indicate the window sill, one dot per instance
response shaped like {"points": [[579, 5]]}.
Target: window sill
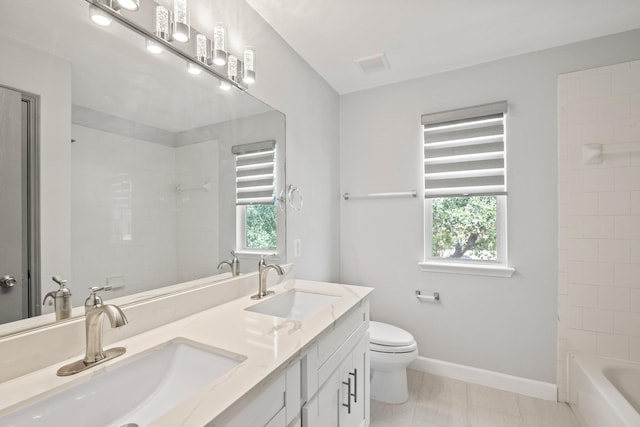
{"points": [[472, 269]]}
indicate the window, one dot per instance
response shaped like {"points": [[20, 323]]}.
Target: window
{"points": [[465, 190], [255, 198]]}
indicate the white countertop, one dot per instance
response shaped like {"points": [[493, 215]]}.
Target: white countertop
{"points": [[267, 342]]}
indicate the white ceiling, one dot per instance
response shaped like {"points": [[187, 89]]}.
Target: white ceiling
{"points": [[423, 37]]}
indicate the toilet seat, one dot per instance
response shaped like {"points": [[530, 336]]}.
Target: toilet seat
{"points": [[385, 338]]}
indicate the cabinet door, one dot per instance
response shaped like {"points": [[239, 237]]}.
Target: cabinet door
{"points": [[354, 382]]}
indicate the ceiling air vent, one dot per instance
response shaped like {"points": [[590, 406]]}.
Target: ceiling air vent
{"points": [[374, 63]]}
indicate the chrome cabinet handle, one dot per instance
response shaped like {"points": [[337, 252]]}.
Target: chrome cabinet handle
{"points": [[355, 384], [349, 394], [8, 281]]}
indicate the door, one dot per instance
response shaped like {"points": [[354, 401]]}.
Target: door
{"points": [[13, 292]]}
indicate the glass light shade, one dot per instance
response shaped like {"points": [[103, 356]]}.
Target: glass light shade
{"points": [[193, 69], [232, 68], [219, 45], [154, 47], [132, 5], [99, 17], [201, 48], [249, 60], [162, 22], [181, 28]]}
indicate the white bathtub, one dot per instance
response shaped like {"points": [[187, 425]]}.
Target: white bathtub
{"points": [[604, 392]]}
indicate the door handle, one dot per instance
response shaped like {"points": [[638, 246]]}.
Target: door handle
{"points": [[8, 281], [349, 394]]}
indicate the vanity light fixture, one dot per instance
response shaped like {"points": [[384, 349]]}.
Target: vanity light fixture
{"points": [[193, 68], [201, 48], [232, 68], [181, 28], [132, 5], [219, 41], [99, 16], [249, 60]]}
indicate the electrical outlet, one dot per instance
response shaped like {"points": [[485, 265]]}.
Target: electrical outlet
{"points": [[297, 248]]}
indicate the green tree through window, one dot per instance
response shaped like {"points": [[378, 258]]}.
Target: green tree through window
{"points": [[261, 227], [464, 227]]}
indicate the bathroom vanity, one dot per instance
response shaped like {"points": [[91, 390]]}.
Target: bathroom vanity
{"points": [[299, 357]]}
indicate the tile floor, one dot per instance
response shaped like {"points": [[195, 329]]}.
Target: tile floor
{"points": [[436, 401]]}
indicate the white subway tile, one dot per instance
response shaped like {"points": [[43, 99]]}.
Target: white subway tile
{"points": [[634, 205], [582, 341], [627, 227], [575, 317], [626, 130], [612, 250], [598, 227], [598, 273], [582, 250], [627, 179], [616, 346], [627, 323], [634, 300], [582, 112], [583, 296], [575, 272], [627, 275], [614, 298], [614, 203], [594, 319], [634, 349], [614, 108], [583, 203]]}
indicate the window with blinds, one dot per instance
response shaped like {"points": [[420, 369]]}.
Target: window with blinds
{"points": [[464, 151], [255, 173]]}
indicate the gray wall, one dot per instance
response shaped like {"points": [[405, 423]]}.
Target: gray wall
{"points": [[506, 325]]}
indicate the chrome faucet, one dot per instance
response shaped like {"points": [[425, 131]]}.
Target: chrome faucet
{"points": [[234, 264], [263, 270], [95, 311]]}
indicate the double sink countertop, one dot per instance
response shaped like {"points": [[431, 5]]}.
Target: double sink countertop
{"points": [[267, 342]]}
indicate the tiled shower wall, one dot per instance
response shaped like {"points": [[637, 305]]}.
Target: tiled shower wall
{"points": [[599, 216]]}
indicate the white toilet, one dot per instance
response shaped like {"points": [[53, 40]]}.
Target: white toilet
{"points": [[391, 350]]}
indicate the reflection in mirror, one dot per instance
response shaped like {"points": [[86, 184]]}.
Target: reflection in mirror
{"points": [[154, 202]]}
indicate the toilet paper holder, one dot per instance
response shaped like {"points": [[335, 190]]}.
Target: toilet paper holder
{"points": [[432, 298]]}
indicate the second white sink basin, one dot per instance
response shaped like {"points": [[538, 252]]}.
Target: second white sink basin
{"points": [[294, 305], [134, 393]]}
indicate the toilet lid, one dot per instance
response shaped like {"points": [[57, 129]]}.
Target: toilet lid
{"points": [[389, 335]]}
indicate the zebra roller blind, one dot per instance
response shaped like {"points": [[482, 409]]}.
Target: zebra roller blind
{"points": [[464, 151], [255, 173]]}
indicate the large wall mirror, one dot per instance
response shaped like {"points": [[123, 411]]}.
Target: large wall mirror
{"points": [[154, 201]]}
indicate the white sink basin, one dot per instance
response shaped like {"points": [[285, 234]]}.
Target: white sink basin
{"points": [[134, 393], [294, 305]]}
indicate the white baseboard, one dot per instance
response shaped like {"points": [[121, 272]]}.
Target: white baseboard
{"points": [[525, 386]]}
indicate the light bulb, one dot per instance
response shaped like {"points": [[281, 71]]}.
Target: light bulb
{"points": [[99, 17], [162, 22], [219, 43], [201, 48], [193, 69], [180, 21], [232, 68], [249, 58], [154, 47], [132, 5]]}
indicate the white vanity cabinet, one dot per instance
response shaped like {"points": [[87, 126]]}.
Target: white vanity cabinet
{"points": [[337, 373]]}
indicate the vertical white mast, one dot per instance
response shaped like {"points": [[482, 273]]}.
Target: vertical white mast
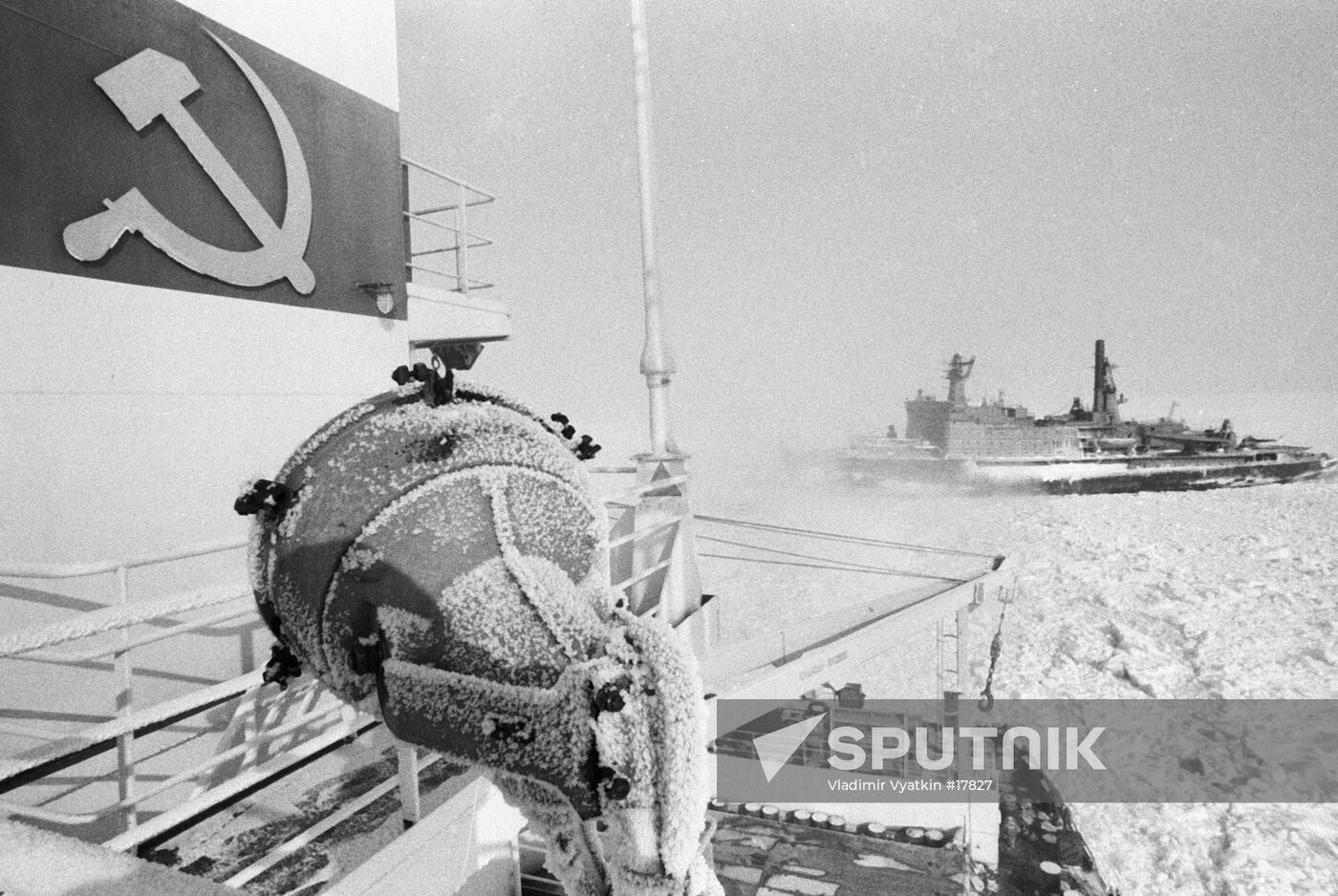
{"points": [[656, 360]]}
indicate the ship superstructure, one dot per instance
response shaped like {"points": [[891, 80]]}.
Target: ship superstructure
{"points": [[186, 303], [1081, 450]]}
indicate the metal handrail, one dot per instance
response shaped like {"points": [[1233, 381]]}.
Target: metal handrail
{"points": [[465, 197], [80, 570], [487, 197]]}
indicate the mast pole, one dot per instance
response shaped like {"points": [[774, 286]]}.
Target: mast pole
{"points": [[656, 358]]}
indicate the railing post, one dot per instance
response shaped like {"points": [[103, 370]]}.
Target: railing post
{"points": [[124, 709], [462, 241], [678, 588], [408, 223], [408, 768]]}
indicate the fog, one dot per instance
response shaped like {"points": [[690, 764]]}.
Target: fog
{"points": [[849, 193]]}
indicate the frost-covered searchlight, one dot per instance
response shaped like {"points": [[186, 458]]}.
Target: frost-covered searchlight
{"points": [[435, 555]]}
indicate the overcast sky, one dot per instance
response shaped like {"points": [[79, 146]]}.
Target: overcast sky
{"points": [[847, 193]]}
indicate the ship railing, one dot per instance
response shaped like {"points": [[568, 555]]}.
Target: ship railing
{"points": [[268, 733], [437, 227]]}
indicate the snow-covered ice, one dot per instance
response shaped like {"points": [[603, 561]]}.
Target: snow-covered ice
{"points": [[1219, 594]]}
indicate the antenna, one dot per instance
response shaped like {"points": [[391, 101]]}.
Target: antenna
{"points": [[656, 358]]}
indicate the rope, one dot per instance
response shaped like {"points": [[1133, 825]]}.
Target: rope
{"points": [[836, 537], [986, 701], [845, 565]]}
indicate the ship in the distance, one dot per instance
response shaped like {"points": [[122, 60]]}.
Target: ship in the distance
{"points": [[1081, 451]]}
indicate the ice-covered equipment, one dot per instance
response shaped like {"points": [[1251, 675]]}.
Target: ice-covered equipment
{"points": [[437, 557]]}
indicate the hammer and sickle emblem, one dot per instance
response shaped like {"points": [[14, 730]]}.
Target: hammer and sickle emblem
{"points": [[150, 84]]}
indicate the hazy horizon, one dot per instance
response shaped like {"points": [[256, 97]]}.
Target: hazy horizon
{"points": [[850, 193]]}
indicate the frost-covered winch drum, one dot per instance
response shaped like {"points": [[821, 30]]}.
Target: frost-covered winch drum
{"points": [[435, 555]]}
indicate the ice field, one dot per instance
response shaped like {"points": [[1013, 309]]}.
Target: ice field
{"points": [[1219, 594]]}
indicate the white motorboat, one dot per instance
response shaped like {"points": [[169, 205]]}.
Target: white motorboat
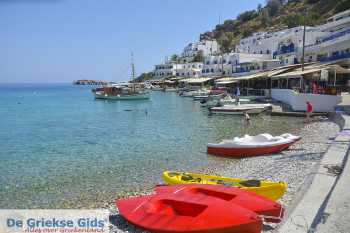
{"points": [[194, 93], [228, 100], [252, 145], [207, 97], [240, 109]]}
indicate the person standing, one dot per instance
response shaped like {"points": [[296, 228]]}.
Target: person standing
{"points": [[238, 93], [309, 110], [246, 119]]}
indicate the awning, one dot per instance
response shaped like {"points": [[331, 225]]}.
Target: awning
{"points": [[223, 81], [298, 73], [177, 78], [196, 80]]}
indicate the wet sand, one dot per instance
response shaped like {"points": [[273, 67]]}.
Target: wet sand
{"points": [[293, 166]]}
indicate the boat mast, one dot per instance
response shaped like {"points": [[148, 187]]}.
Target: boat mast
{"points": [[132, 70]]}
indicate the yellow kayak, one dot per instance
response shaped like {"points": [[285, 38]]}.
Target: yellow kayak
{"points": [[268, 189]]}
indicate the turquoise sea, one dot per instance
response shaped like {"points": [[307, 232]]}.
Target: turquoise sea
{"points": [[61, 148]]}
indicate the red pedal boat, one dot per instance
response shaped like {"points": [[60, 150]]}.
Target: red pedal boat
{"points": [[171, 213], [270, 210], [261, 144]]}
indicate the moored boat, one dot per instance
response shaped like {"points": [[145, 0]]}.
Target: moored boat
{"points": [[170, 213], [269, 189], [228, 100], [269, 210], [240, 109], [261, 144], [120, 93]]}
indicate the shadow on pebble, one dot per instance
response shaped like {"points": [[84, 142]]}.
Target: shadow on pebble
{"points": [[267, 227], [121, 223]]}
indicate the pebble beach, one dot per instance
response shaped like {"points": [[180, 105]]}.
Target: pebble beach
{"points": [[295, 166]]}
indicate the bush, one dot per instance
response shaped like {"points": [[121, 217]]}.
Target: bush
{"points": [[246, 16], [273, 7]]}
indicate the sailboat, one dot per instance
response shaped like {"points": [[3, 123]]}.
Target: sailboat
{"points": [[123, 92]]}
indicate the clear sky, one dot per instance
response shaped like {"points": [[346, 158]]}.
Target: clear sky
{"points": [[65, 40]]}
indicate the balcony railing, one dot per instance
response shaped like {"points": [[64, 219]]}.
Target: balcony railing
{"points": [[335, 57], [331, 37]]}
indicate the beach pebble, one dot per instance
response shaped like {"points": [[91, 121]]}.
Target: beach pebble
{"points": [[293, 166]]}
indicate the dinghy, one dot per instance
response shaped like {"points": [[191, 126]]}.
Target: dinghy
{"points": [[173, 213], [240, 109], [269, 210], [267, 189], [261, 144]]}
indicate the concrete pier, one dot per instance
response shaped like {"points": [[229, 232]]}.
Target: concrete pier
{"points": [[326, 204]]}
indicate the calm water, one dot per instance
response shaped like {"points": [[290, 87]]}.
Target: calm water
{"points": [[62, 148]]}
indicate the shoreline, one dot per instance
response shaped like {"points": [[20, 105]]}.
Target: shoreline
{"points": [[296, 166]]}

************

# What the task asks
Taking the line with "Target: fog" as the first and the line with "indicate the hammer" as the last, retype that stretch of the data above exactly, with no other lines.

# Reply
Target: fog
{"points": [[849, 193]]}
indicate the frost-covered searchlight, one dot per instance
response shaped like {"points": [[186, 458]]}.
Target: frost-covered searchlight
{"points": [[435, 555]]}
indicate the overcast sky, one dot per instance
response shaped like {"points": [[79, 146]]}.
Target: overcast sky
{"points": [[847, 193]]}
indicate the ship railing, one dot per instance
response shaped like {"points": [[568, 555]]}.
Target: ship railing
{"points": [[268, 733], [437, 227]]}
indicate the snow-covered ice, one dot per instance
response shaped like {"points": [[603, 561]]}.
Target: snow-covered ice
{"points": [[1219, 594]]}
indicate the antenna, one dot per instance
response shaped like {"points": [[391, 101]]}.
Target: antenna
{"points": [[656, 358]]}
indicate the rope, one dot per instance
response shaped like {"points": [[1133, 825]]}.
Target: rope
{"points": [[836, 537], [986, 701], [845, 565]]}
indicate the ship in the distance, one dot per instance
response shaped like {"points": [[122, 60]]}.
Target: ship in the distance
{"points": [[1081, 451]]}
indicate the ice-covered equipment, one dot per instance
response shaped like {"points": [[1251, 675]]}.
Target: ice-covered equipment
{"points": [[437, 557]]}
indicate the hammer and sickle emblem, one dot per instance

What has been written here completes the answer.